请从最后一句之后接着续写这段关于历史唯物主义与阶级斗争的文字。

→ **文本片段**
========================================================================

关于人类社会一般的总体的自发的发展规律,马克思辩证的历史唯物主义做了有史以来第一次的科学揭示,即经济第一,政治第二。马克思指出,包括生产力和生产关系在内的经济基础(即生产方式)决定政治上层建筑,政治上层建筑反作用于经济基础。经济基础即生产方式,是一种关乎自然科学和社会科学(主要是微观的小单元的个体的简单的管理学)的科技力,一种物质力。政治上层建筑是宏观的国家层面的整体的复杂的社会统治管理的科学,关乎阶级斗争和民主政治,即阶级团结斗争的力量,核心关乎社会财富是否公平合理的分配,进而影响着生产关系的实际改革进程,影响着生产力的发展速度,同样也是一种物质力,不但直接决定着思想文化上层建筑的发展进程,对生产关系进而波及生产力的反作用力亦不次于决定性作用。生产关系是政治上层建筑的自然性的组成基础;在阶级社会里,自然性的东西还得服从一定阶级的武力统治。马克思说:“批判的武器当然不能代替武器的批判,物质力量只能用物质力量来摧毁;但是理论一经掌握群众,也会变成物质力量。”这里的“物质力量”即“武器的批判”,专指阶级斗争,指政治革命及改革,阶级团结本身就是一种物质力量,被压迫阶级有机生命体为和谐幸福生活而奋斗的合力,物质力。马克思恩格斯说:“(原始社会除外,人类进入文明时代以来的)至今一切社会的历史都是阶级斗争的历史。”又说,“革命是历史的火车头”,邓小平说,“革命是解放生产力,改革也是解放生产力……我们把改革当作一种革命,当然不是‘文化大革命’那样的革命”,马克思主义者直接地总结说:“阶级斗争是推动阶级社会发展的直接动力”,“突出表现在社会制度根本变革的过程中,它是解决社会基本矛盾、推动社会形态更替的直接动力和杠杆”。

========================================================================

→ **所给条目**
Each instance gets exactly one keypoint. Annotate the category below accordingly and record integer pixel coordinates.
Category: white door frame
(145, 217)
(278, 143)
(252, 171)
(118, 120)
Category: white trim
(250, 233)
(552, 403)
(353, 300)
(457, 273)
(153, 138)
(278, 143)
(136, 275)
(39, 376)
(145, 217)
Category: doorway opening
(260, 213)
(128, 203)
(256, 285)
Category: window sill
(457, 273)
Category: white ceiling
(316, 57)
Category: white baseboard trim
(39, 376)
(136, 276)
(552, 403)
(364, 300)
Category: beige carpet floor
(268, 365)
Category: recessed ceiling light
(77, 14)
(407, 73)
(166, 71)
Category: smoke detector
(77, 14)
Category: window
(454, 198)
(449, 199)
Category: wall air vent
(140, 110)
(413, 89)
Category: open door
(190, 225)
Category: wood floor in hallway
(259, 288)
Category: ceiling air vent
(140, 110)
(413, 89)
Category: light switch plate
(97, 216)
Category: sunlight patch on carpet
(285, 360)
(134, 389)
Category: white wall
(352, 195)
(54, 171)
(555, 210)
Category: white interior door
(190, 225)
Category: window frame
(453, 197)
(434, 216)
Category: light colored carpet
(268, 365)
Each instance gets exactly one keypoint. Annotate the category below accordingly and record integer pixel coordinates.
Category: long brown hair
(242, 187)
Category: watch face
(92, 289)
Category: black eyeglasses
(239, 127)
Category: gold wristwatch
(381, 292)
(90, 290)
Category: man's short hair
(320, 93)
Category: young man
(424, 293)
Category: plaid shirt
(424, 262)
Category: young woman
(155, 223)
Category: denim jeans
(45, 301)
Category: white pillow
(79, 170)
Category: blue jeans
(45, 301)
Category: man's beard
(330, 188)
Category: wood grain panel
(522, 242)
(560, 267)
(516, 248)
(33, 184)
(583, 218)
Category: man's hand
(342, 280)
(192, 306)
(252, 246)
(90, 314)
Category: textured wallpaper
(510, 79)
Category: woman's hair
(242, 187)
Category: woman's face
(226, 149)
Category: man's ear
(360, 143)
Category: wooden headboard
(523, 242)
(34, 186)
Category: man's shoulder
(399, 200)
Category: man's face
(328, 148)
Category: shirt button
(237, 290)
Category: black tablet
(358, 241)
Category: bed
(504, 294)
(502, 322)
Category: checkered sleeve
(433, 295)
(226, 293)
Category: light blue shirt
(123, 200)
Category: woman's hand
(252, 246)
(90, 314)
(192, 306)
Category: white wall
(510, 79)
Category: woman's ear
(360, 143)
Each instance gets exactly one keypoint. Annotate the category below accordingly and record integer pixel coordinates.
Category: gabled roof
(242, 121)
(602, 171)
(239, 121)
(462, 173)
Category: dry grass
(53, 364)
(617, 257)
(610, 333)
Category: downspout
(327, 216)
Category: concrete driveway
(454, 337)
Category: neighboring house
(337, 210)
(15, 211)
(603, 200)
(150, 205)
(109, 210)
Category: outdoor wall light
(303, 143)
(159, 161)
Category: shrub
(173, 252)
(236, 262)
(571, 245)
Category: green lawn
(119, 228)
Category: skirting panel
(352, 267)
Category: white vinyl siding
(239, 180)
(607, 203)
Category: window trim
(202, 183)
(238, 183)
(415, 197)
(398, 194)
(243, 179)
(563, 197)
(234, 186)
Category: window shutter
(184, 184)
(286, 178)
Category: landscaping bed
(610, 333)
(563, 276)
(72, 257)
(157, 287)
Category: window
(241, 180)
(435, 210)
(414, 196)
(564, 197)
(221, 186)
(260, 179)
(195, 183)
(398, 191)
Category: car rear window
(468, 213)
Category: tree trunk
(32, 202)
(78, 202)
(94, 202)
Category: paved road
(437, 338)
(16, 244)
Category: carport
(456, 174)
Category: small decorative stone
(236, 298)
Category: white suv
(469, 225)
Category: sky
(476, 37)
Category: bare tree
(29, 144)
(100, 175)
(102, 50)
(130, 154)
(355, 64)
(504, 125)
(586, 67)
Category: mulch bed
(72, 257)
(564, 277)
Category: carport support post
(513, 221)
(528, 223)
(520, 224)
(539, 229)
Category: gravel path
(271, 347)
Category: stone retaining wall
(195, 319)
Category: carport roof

========================================================================

→ **所得结果**
为什么要这样讲?过不过时?这要细究阶级斗争的历史本质。

人类社会发展的深刻原因,在于社会的基本矛盾运动,即生产力和生产关系的矛盾运动,以及受这一矛盾运动制约的经济基础与政治上层建筑的矛盾运动。在阶级社会中,社会基本矛盾集中表现为阶级矛盾,表现为剥削统治阶级与被剥削被统治阶级之间的阶级斗争。剥削统治阶级总是凭借其占有的生产资料和在生产关系中的统治地位,对被剥削阶级实行残酷的压榨和掠夺,无偿地占有被剥削阶级的一部或全部劳动,被剥削阶级为了维持自身的生存及进一步的发展,摆脱被剥削被奴役的地位,不得不进行反抗。这就是阶级斗争,既包括暴力革命,也包括民主政治斗争与改革;在生产力与生产关系之间矛盾的临界点,主要表现为暴力革命,在生产力与生产关系之间矛盾的缓和期,在特别时期特殊环境,主要表现为民主政治斗争与和平改革。其根源在于不同阶级的经济地位和物质利益的对立,有压迫阶级不劳而获的存在,其最终目的,是追求物质利益的公平合理分配。这种阶级的公平合理性追求,最终要通过武装的阶级斗争夺取政权达到武力的阶级统治,和接下来主要通过民主政治文明的实际建设来体现最大多数劳动者主人翁的权力与地位;反过来又直接决定着劳动者对生产生活资料的占有或不占有状态,直接影响着劳动者的生产积极能动性的发挥程度,直接规定着劳动力社会劳动的实际成效,特别是生产力的发展速度。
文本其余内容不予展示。